* The request
Render all the items below as a numbered list with one entry per line, dropping any blank lines and leaving out the pictures.

* Data provided
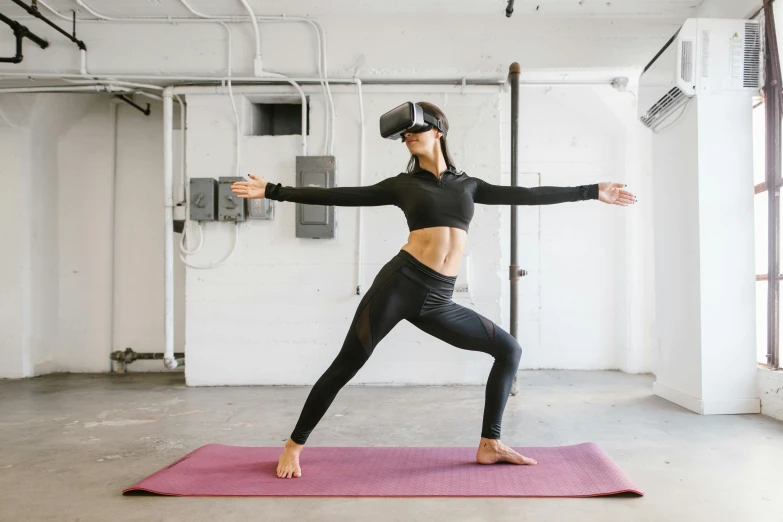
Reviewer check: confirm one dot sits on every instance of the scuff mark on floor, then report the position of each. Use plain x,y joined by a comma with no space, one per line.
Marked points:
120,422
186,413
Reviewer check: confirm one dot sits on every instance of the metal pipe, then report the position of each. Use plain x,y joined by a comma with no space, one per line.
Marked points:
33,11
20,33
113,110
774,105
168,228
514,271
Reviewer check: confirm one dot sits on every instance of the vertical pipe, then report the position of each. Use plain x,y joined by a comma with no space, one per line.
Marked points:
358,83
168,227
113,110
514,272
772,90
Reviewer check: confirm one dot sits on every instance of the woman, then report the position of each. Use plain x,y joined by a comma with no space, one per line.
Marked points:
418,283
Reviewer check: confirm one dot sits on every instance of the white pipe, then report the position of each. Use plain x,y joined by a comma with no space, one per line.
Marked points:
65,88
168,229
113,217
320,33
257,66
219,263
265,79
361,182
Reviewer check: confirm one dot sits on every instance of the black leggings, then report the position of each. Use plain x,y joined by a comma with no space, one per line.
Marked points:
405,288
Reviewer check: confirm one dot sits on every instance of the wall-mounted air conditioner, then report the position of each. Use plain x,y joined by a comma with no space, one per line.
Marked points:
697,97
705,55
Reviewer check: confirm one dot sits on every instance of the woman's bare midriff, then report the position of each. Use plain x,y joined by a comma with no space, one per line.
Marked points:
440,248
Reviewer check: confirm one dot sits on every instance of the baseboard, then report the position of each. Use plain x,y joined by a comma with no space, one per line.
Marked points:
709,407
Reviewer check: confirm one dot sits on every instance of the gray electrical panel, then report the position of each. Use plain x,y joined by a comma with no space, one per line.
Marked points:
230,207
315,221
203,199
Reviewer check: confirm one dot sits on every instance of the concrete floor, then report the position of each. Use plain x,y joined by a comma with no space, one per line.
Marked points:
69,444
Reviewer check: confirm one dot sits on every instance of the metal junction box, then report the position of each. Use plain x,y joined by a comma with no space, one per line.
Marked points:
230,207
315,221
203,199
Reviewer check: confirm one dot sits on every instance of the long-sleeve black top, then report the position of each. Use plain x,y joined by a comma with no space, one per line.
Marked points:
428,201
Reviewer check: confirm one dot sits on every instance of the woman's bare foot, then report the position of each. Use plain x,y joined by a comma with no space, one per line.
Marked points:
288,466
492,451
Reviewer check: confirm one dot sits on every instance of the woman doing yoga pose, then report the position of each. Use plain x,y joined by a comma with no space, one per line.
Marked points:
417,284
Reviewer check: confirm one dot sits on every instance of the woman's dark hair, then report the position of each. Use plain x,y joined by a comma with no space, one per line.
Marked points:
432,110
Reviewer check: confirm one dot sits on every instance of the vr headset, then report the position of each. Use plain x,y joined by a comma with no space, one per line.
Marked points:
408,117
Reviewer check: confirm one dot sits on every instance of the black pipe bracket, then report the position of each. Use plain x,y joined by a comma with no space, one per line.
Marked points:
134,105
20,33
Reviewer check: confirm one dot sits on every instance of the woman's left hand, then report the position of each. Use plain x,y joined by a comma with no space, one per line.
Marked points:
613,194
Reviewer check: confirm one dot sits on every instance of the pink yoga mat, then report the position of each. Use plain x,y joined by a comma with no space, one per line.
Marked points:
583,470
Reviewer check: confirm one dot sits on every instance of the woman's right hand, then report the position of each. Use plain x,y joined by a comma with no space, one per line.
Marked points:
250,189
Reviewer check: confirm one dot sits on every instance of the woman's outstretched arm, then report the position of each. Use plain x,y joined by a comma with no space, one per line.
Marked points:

* Answer in full
1. Reviewer check: confirm one dot sits on every instance of the scuff mark on floor, then report the position of each. Use plain x,y joined by a comma with no space, one per line.
2. Marked points:
3. 120,422
4. 186,413
5. Reviewer check: confirm one dot sits on every instance of the metal pipe, then report the position of each. Use plain x,y joined by a comma with no space, one per line.
6. Marked points:
7. 33,11
8. 20,33
9. 113,110
10. 774,105
11. 168,228
12. 514,271
13. Reviewer check: confirm one dot sits on every instance of the vertical pipe, then report the position of each. Use plain x,y joined by a comma with no space, one per line.
14. Marked points:
15. 358,83
16. 168,227
17. 113,110
18. 514,272
19. 772,90
20. Reviewer check: confirm one dot sits on every instance of the woman, then report the position of each. Use plain x,y joined by a comma with no space, one per line.
21. Marked points:
22. 418,283
23. Reviewer check: confirm one dot sits on every instance of the white pipe, then report the position of each. Use plain x,y joined by a comma with no space, one per line.
24. Marked points:
25. 65,88
26. 168,229
27. 113,217
28. 320,33
29. 257,66
30. 219,263
31. 265,79
32. 361,182
33. Reviewer check: confirm one dot sits on every instance of the black leggings, then report the position of each. Use plain x,y joined by a comma with no space, one per line.
34. Marked points:
35. 405,288
36. Reviewer check: confirm one dot sits on every instance of the wall-mounted air conditioner, then report the position of each. Use plain x,y joined by a comma with no space, one per line.
37. Marked points:
38. 697,97
39. 705,55
40. Reviewer check: confirm one dot sits on every instance of the woman's bare midriff, then report the position of each. Use plain x,y joined by a comma with no space, one per line.
41. Marked points:
42. 440,248
43. Reviewer check: confirm one dot sits on every instance of the baseboard, then report the position of each. Use plain x,y joined by a comma with no space, one per line.
44. Marked points:
45. 709,407
46. Reviewer check: confirm one dot sits on every instance of the gray electrical panel, then report the position of each. Use plain x,y joined by a comma with no space, one per line.
47. Marked points:
48. 230,207
49. 315,221
50. 203,199
51. Reviewer check: confirm one dot sits on every instance of the concrete floor, then report the position of each. Use plain x,y joined by a comma with no space, one per line.
52. Marked points:
53. 69,444
54. Reviewer check: confirm one dot sits on every instance of the metal junction box, then report the position of each. Use plain x,y joined by a comma with no space, one per line.
55. Marked points:
56. 230,207
57. 315,221
58. 203,199
59. Reviewer check: confirm one dot sits on every instance of the long-sleeve black top, then report the position of each. Use plain x,y joined by a comma with no space, one per line.
60. Marked points:
61. 428,201
62. Reviewer check: confirm one dot sits on every instance of the woman's bare foot, then report the position of each. Use plain x,y joined by a comma with no space, one per line.
63. Marked points:
64. 288,466
65. 492,451
66. Reviewer check: confirm one dot sits on every instance of the woman doing yoga pose, then report the position of each. Use plain x,y joined by a comma with no space, one per line.
67. Marked points:
68. 417,284
69. Reviewer check: confirm one dot sits on every instance of the woman's dark hair, then report the position of each. Use plain x,y joined by a comma with no space, one per line.
70. Marked points:
71. 432,110
72. Reviewer check: confirm one dot sits on every instance of the vr headset, then report the position of each. Use plain x,y joined by a comma with no space, one per line.
73. Marked points:
74. 408,117
75. Reviewer check: confirm one dot sits on every instance of the black pipe bracket, then report the position of each. Use plain x,y joined by a comma with no space, one per line.
76. Marked points:
77. 134,105
78. 20,33
79. Reviewer check: confirm one dot sits on every instance of the woman's left hand, then report the position of each. Use plain x,y joined by a comma with no space, one per line.
80. Marked points:
81. 613,194
82. Reviewer check: confirm one dot sits on every instance of the pink yoga mat, then report the position of each. Use plain x,y joined by a comma with no space, one per line.
83. Marked points:
84. 583,470
85. Reviewer check: confirm one dot sits on every instance of the woman's right hand, then report the position of each. Use plain x,y joined by a comma with no space, one per line.
86. Marked points:
87. 250,189
88. Reviewer check: confirm one dot sits on every instance of the woman's outstretched arm, then report the position of each. Use plain x,y joined by a comma with no space, one per line.
89. Marked points:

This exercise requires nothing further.